━━━━━ Data provided
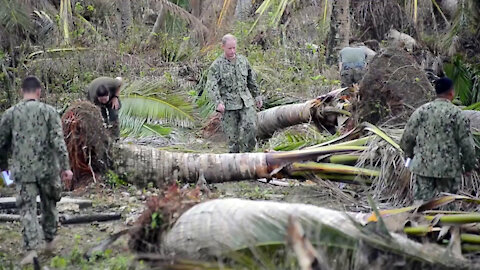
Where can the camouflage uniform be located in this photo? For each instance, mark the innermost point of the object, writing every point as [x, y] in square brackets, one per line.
[32, 131]
[439, 139]
[110, 116]
[233, 84]
[353, 65]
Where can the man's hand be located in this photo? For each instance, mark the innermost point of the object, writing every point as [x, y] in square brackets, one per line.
[221, 108]
[259, 102]
[66, 175]
[115, 103]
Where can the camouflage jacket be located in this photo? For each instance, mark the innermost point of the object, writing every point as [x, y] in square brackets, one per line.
[232, 83]
[32, 131]
[439, 139]
[110, 83]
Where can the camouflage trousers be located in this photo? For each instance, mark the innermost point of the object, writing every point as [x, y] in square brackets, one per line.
[240, 127]
[427, 188]
[351, 75]
[33, 235]
[110, 118]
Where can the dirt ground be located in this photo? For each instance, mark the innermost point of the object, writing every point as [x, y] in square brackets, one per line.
[75, 240]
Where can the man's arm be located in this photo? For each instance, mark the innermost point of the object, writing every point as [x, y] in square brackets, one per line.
[212, 88]
[5, 139]
[408, 141]
[252, 81]
[58, 142]
[466, 144]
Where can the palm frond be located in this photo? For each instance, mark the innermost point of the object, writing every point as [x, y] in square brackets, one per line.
[13, 17]
[155, 111]
[137, 127]
[268, 4]
[466, 78]
[65, 19]
[182, 13]
[43, 20]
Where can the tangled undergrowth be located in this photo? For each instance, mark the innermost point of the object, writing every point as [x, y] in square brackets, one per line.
[87, 143]
[161, 214]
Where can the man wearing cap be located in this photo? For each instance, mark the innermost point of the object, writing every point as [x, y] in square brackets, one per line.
[32, 132]
[104, 92]
[438, 139]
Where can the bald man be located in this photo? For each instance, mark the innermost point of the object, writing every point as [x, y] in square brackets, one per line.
[231, 85]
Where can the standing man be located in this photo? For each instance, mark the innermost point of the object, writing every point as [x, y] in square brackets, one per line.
[32, 132]
[353, 62]
[231, 85]
[438, 139]
[104, 92]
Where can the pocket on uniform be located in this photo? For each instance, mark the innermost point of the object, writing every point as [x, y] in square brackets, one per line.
[53, 188]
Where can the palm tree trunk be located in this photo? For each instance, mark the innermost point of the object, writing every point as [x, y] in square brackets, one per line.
[474, 117]
[241, 224]
[312, 111]
[339, 34]
[242, 10]
[141, 165]
[158, 24]
[125, 8]
[196, 7]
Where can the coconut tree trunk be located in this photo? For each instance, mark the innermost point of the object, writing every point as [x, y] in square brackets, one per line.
[474, 117]
[126, 15]
[243, 8]
[312, 111]
[158, 24]
[196, 7]
[141, 164]
[221, 226]
[339, 34]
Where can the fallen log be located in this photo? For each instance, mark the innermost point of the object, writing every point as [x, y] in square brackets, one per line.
[70, 219]
[218, 227]
[11, 202]
[141, 165]
[75, 219]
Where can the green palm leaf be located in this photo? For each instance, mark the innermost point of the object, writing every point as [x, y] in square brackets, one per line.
[155, 111]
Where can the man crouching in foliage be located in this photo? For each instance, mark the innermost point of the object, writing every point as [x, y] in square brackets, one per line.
[104, 92]
[438, 139]
[32, 132]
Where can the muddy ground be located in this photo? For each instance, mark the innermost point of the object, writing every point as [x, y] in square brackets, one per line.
[75, 240]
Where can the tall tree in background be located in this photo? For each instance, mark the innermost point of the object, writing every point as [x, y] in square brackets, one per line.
[339, 34]
[126, 16]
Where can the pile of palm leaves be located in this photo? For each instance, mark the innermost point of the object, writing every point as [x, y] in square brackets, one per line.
[253, 234]
[149, 109]
[457, 230]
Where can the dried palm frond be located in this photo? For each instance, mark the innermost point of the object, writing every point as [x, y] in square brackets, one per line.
[193, 21]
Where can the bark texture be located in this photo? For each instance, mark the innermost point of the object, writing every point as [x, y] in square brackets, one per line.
[339, 34]
[140, 165]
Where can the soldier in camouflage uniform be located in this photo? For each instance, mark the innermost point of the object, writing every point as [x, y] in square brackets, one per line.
[438, 139]
[352, 64]
[104, 92]
[31, 131]
[231, 85]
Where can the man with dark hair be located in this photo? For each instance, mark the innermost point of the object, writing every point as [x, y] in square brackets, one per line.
[104, 92]
[32, 132]
[438, 139]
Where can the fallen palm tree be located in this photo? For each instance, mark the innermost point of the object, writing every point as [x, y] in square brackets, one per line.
[321, 112]
[227, 228]
[85, 136]
[140, 164]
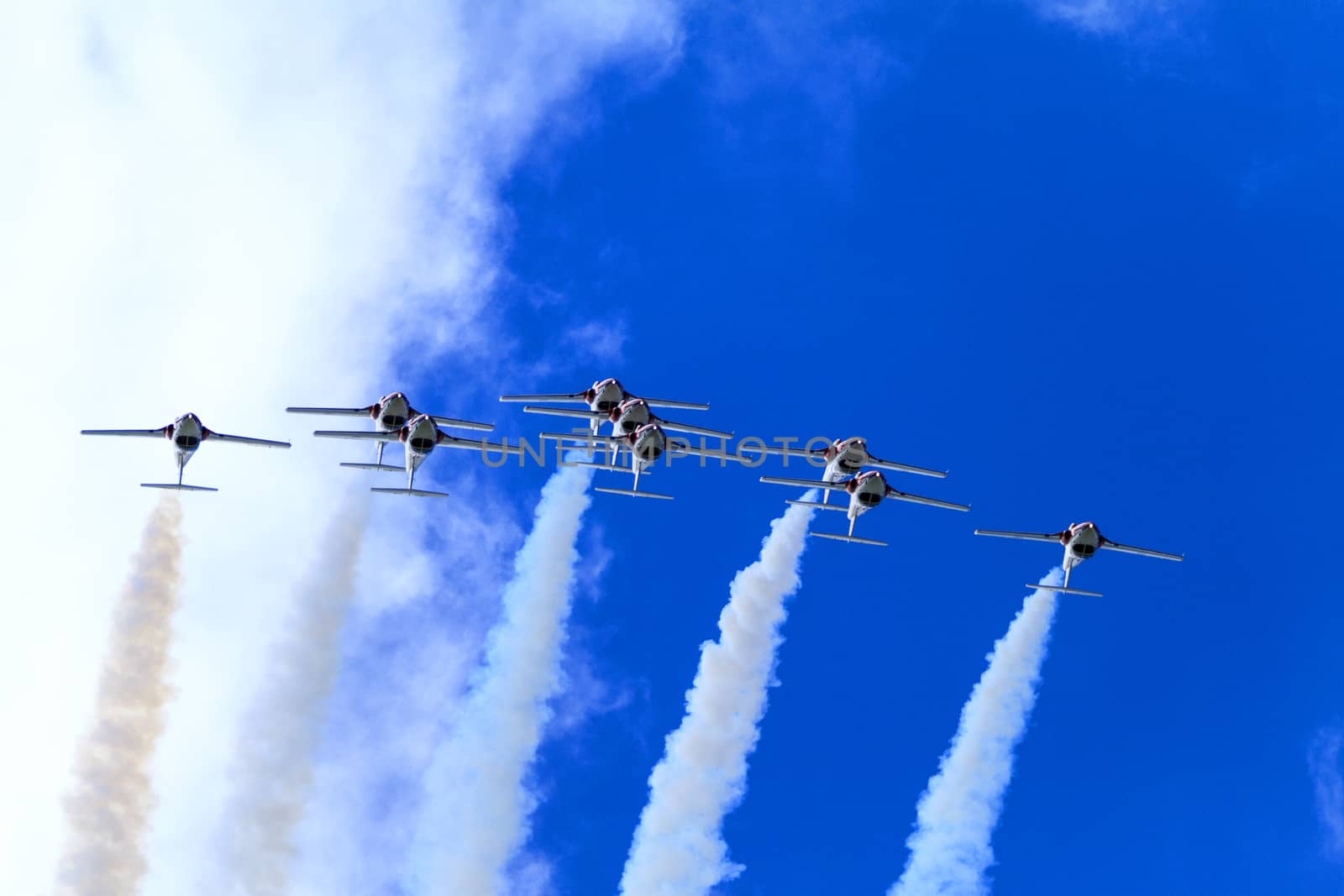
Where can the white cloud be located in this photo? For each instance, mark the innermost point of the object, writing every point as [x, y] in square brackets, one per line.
[228, 207]
[1109, 16]
[1328, 782]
━━━━━━━━━━
Print, exactly and only, the lines running from the line with "Where can the tall" through the last line of the data, including both. Skip any picture.

Where can the tall tree in background be located in this photo? For each instance, mark the innermost point of the object, writing every point as [x, y] in square brackets, one per line.
[339, 34]
[126, 16]
Where can the pile of palm leaves be located in this photo? For each instance, mark the innermost point of the object, writing every point as [x, y] in square brackets, one per line.
[253, 234]
[149, 109]
[457, 230]
Where can the dried palm frond be located in this photo? For each instance, mark the innermost point of the object, writing every point as [x, y] in square brackets, one per line.
[193, 21]
Where can the bark texture be located in this photo? For each instance, mark the innermost point of the object, writing every point as [x, y] in square brackets, one per line.
[339, 34]
[140, 165]
Where can the soldier in camouflage uniform be located in this photo? For each instance, mark the innermost point of the object, writing every point as [x, y] in square brackets, one per line.
[438, 139]
[352, 64]
[104, 92]
[31, 131]
[231, 85]
Where can the man with dark hair be located in this photo? For each instance, mark the innermost point of the object, writing every point as [x, y] in square brackets, one per line.
[104, 92]
[32, 132]
[438, 139]
Where can the fallen palm tree be located in this photo? For each instance, mark the innermost point of the object, writing every point as [x, y] in square brackets, one per line.
[321, 112]
[227, 228]
[85, 136]
[140, 164]
Where can the white cloud be located in this photo? For each instance, mark the innermost point of the object, writing every point as [x, y] in square brackets, one per line.
[228, 207]
[1109, 16]
[1328, 782]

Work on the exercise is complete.